* Problem requirements: Extract every line of the items below and reproduce each one verbatim.

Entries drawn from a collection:

● ● ● ● ● ● ●

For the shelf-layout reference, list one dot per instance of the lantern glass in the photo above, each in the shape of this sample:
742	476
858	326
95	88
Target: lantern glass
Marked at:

● ● ● ● ● ● ●

* Answer for this exercise:
For the shelf-layout reference, list one dot per instance of the lantern glass in the photo above, each in the shape of this sample:
742	476
858	326
95	88
Target: lantern glass
Marked at:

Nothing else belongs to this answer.